● Exercise task 1
Decide whether each statement below agrees with the edge computing passage. Answer yes or no for each, and quote the passage's deciding words exactly.
(a) The passage states that edge computing takes place outside a cloud computing facility.
(b) The passage states that the chapter describes scenarios moving from the far edge toward the cloud.
(c) The passage states that the first two chapters lay a foundation that Parts 2 and 3 build on.
● Exercise task 2
Write the next part of the edge computing passage, picking up after its final sentence.

To build a shared understanding, we lay the groundwork and survey the territory in the first two chapters. Since the concepts and terminology in edge computing can be overloading, it’s important to explain exactly what is meant when we elucidate our concepts, problems, and solutions. The first two chapters in the book aim to provide clarity and a common foundation that will be built on in Parts 2 and 3. This part begins with how to think and talk about edge computing grounded in context. It then delves into the various components, describes their purposes, and shows how they relate to others and where they best fit.

This part has the following chapters:

1

Our View of Edge Computing

One of the first challenges when discussing edge computing between IT professionals is establishing a shared vernacular. In the authors’ experience, professionals in this space differ in how they describe the goals, methods, available tools, and deployment targets/operating environments. We’ve also found that, due to experiences and even generational distinctions, some fundamental assumptions may be at play. By agreeing on a definition of terms at the outset, we avoid misunderstandings and talking past each other.

In this chapter, we will start by describing various edge computing scenarios from an infrastructure point of view, moving from cloud to far edge based on our experiences, research, and available de facto standards. Along the way, we compare and contrast different points of view that will affect architectural choices you can make, such as edge computing versus distributed computing and the network edge versus the enterprise edge.

We will rely on conventions covered in the Suggested pre-reading material section, such as State of the Edge annual reports and LF Edge whitepapers. By the end of the chapter, you should have the shared vocabulary and a wider perspective needed to engage in fruitful conversations on edge computing with software architects and other IT professionals.

In this chapter, we will cover the following main topics:

Suggested pre-reading material

(https://stateoftheedge.com/reports/state-of-the-edge-report-2023/)

Speaking like an edge native

In this section, you will learn to articulate fundamental differences between the edge and the cloud. This impacts the available infrastructure, platforms, services, and application deployments. Additionally, you will be able to explain concisely what the edge is and what the field of edge computing does to both line-of-business (LOB) executives and other non-IT professionals. This includes being able to explain the value it can provide, as well as why this field is emerging at this point in time.

What is the edge?

The edge in edge computing is commonly used to describe the location where computing takes place. The name itself is meant to evoke a spot in a corner or by the wayside, and not in a central area, and actually refers to the very end of a communications network (the edge of the internet; see Figure 1.1). Thus, edge computing happens outside a cloud computing facility, and many times outside the four walls of a traditional data center (DC).

● Stored records
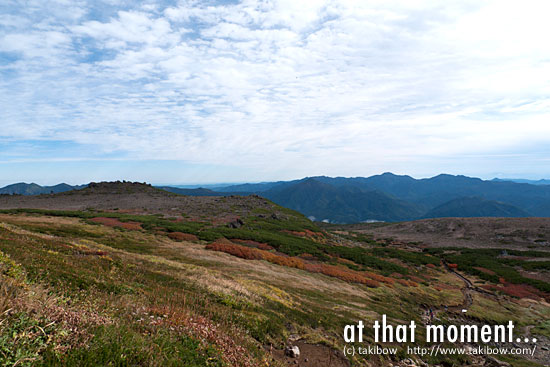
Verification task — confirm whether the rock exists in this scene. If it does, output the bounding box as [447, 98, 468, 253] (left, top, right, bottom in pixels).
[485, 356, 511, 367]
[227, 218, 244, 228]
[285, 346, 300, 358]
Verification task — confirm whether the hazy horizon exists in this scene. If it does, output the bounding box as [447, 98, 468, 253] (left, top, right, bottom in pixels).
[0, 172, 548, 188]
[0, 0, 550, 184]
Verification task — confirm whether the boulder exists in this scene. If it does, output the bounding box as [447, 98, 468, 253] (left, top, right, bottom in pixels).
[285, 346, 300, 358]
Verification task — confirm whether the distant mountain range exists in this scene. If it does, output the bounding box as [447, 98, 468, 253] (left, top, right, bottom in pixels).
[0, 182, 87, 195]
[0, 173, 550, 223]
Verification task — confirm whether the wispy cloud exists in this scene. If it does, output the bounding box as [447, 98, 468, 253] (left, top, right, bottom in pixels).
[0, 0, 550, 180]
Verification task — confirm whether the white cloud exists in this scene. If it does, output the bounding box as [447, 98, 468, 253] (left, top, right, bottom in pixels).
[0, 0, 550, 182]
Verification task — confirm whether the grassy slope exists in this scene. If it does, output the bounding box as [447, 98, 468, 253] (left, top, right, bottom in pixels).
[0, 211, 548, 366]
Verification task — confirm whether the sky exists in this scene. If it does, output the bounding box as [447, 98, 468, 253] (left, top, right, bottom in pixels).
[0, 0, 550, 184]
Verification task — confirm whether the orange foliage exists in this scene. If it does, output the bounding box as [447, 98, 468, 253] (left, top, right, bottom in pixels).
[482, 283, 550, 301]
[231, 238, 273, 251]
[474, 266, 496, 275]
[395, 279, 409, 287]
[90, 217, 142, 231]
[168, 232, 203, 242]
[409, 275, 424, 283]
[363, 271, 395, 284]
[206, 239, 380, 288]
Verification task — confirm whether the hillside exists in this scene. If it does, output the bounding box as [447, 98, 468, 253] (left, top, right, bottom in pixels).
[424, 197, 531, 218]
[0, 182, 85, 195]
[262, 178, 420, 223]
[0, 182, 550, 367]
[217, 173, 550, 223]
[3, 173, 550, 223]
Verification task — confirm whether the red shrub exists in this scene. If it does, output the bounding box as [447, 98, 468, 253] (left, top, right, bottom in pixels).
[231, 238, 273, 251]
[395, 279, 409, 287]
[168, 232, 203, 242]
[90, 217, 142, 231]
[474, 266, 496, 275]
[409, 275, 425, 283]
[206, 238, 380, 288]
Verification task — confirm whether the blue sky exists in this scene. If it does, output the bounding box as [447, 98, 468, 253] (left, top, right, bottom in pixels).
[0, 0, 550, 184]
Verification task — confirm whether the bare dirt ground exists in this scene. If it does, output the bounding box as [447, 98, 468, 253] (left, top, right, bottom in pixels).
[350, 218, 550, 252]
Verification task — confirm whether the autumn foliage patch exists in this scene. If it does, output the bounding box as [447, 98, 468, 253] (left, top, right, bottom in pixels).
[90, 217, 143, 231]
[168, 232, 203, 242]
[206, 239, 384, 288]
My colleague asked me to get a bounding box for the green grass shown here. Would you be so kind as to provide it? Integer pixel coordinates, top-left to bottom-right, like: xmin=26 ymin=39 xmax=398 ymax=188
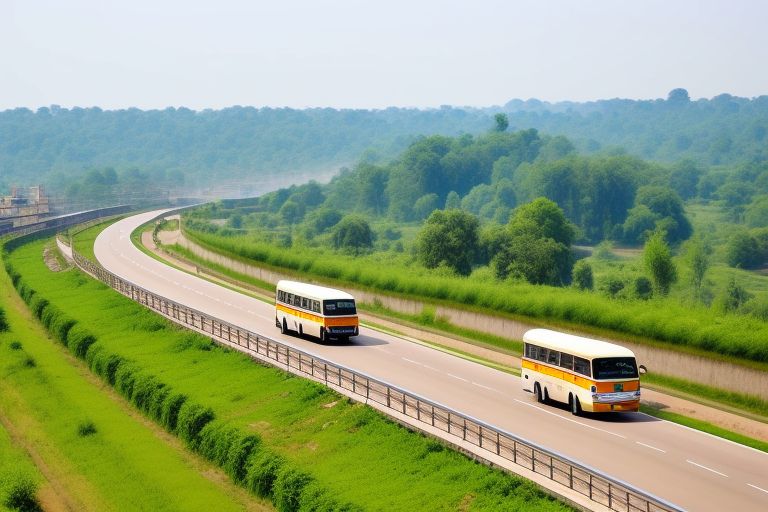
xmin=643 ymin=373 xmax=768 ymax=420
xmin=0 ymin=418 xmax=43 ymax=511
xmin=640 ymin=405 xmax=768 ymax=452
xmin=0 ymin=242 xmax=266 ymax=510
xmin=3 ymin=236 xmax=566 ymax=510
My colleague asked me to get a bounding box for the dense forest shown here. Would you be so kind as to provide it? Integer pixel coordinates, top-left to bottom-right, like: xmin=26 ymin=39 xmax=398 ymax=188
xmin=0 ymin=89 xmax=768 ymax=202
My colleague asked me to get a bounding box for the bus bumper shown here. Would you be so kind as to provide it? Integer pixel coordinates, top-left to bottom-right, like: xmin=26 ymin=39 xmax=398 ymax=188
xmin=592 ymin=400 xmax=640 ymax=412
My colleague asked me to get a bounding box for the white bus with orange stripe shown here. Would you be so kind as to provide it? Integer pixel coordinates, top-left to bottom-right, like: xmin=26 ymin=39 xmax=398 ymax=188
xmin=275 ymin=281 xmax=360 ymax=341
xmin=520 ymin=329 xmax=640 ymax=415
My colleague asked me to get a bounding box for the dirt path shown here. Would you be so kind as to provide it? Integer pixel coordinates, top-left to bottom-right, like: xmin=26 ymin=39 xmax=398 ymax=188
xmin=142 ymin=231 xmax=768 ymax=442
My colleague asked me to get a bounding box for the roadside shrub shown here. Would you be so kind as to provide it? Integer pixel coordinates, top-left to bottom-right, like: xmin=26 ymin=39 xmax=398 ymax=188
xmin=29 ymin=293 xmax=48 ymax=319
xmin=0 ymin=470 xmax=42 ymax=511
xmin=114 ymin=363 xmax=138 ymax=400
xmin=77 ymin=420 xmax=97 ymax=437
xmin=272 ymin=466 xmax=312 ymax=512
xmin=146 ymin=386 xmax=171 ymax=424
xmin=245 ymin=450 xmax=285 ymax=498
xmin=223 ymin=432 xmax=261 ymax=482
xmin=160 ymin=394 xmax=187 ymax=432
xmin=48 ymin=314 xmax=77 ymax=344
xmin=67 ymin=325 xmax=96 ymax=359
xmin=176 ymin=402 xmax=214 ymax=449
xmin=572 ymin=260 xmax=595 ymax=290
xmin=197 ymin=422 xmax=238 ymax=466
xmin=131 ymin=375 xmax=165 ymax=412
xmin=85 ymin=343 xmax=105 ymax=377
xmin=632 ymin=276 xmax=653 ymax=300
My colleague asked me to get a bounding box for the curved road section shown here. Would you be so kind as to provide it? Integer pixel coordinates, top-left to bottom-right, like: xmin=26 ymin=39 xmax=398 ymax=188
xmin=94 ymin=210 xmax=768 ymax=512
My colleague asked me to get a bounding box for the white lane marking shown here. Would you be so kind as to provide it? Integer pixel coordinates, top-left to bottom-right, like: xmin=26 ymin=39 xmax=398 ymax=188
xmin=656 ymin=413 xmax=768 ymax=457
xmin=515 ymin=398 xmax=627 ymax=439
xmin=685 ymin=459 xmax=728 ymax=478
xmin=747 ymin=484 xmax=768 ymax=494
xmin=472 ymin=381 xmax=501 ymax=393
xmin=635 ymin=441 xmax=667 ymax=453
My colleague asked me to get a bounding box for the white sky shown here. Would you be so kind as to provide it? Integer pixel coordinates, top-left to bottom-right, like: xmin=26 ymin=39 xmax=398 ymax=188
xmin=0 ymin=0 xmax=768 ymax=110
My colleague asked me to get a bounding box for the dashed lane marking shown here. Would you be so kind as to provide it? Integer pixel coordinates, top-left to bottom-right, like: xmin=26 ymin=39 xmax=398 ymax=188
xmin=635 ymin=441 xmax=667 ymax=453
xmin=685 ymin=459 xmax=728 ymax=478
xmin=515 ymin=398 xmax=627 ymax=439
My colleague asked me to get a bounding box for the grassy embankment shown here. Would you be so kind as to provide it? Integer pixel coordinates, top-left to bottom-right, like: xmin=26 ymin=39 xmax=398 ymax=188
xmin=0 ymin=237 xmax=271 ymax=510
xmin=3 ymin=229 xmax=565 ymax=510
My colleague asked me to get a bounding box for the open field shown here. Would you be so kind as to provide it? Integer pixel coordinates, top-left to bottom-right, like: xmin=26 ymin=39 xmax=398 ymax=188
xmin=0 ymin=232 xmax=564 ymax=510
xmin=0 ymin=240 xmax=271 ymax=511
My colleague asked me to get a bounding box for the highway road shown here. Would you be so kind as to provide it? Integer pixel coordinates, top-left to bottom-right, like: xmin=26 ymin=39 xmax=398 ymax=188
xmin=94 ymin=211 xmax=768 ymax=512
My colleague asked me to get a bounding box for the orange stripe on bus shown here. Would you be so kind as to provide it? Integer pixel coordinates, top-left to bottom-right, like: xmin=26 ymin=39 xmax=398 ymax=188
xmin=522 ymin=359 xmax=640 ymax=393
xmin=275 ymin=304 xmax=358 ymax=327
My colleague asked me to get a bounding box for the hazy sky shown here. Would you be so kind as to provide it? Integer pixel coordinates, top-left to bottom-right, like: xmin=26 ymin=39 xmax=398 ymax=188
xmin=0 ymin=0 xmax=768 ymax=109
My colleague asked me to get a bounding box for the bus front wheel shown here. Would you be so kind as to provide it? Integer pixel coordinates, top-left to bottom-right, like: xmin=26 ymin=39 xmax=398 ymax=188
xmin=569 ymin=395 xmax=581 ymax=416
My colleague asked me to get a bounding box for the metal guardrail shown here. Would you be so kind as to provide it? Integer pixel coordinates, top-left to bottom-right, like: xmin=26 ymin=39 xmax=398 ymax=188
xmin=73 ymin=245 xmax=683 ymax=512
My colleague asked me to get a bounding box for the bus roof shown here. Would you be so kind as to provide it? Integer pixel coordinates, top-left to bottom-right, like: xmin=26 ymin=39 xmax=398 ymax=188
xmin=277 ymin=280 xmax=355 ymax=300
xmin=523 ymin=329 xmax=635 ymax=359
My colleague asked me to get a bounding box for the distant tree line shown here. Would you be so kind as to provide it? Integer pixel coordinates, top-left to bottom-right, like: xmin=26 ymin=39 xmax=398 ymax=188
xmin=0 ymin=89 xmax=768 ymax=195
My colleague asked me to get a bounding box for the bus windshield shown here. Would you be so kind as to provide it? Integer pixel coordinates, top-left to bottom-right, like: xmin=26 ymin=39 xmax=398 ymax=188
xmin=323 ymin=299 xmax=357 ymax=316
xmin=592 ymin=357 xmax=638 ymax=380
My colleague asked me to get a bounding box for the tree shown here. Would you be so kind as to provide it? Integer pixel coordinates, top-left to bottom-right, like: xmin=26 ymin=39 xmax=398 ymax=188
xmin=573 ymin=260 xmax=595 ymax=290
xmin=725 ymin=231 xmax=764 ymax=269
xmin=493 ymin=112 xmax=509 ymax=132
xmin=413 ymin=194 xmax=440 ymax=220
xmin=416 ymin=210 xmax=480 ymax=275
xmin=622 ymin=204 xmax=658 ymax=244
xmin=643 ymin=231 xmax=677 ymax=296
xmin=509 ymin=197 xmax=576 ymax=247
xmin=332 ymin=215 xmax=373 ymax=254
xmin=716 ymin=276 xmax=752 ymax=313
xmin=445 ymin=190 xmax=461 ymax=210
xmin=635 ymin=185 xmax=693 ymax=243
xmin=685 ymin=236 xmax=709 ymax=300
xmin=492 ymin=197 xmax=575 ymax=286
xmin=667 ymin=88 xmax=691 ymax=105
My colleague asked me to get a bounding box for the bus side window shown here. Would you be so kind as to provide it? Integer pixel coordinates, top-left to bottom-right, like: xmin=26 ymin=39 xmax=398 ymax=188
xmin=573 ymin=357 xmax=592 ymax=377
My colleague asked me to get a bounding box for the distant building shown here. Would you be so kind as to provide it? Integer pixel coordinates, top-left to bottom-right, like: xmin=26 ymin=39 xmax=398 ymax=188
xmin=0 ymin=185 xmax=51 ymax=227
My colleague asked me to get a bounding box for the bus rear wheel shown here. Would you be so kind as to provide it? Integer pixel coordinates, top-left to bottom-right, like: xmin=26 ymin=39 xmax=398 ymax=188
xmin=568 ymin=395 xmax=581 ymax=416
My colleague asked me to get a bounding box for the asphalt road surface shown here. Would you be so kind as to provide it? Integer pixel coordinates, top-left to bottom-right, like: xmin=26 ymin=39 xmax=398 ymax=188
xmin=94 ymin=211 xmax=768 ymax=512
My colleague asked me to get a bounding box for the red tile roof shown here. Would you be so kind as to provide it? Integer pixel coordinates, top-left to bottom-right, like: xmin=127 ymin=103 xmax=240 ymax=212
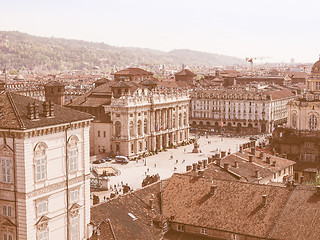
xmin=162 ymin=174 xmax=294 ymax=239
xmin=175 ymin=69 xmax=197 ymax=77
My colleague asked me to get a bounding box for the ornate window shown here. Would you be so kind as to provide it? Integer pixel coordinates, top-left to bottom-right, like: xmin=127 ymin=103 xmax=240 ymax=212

● Exercise result 1
(a) Yes: "edge computing happens outside a cloud computing facility"
(b) No: "moving from cloud to far edge"
(c) Yes: "a common foundation that will be built on in Parts 2 and 3"

● Exercise result 2
Edge computing describes computing capabilities situated at degrees of distance from a centralized location, usually the cloud or a corporate DC. The placement of the equipment is chosen in order to improve the performance, security, and operating cost of the applications and services that will run in that environment. In exchange, some factors may be de-emphasized, such as resilience, availability, and throughput. Edge computing can reduce latency and bandwidth constraints of services by not transferring collected data to the cloud or a DC for processing and thus not needing to remotely retrieve subsequently generated information. Most recently, the edge has also become a frequent deployment target for control logic supporting industrial automation and machine learning (ML) models used in visual analytics tasks.

By shortening the distance between devices and the computational resources that serve them, the edge brings new value to existing use cases and can introduce new classes of applications. This results in distributing workloads and ML assets southbound along the path between today’s centralized DCs and the increasingly large number of deployed edge computing devices and clusters in the field, on both the service provider (SP) and user sides of the last mile network – the portion of the SP network that reaches user premises.

Note

When the terms “southbound” and “northbound” are used when discussing an application architecture, they refer to points of the compass in reference to the relative location of your current point of view. So, “northbound” would refer to services, tiers, and locations that are more physically proximate to the cloud, or, in the case of Figure 1.1, locations to the right-hand side. Likewise, “southbound” refers to locations closer to the user edge, or locations on the left-hand side.

Figure 1.1 – A representation of the edge as distinct from the cloud

Notice in the preceding diagram, which we will be using as a starting point for many charts used throughout the book, how all computing resources located to the left of the thick, black line labeled Internet Edge would be considered the edge, and all computing resources to the right of the line would be considered the cloud. Despite those designations, you might hear about “clouds” located in the SP edge referred to as “regional clouds” or “enterprise clouds” and in the user edge as “edge clouds.” Future iterations of the chart will collapse the Internet Edge and Last Mile Networks lines.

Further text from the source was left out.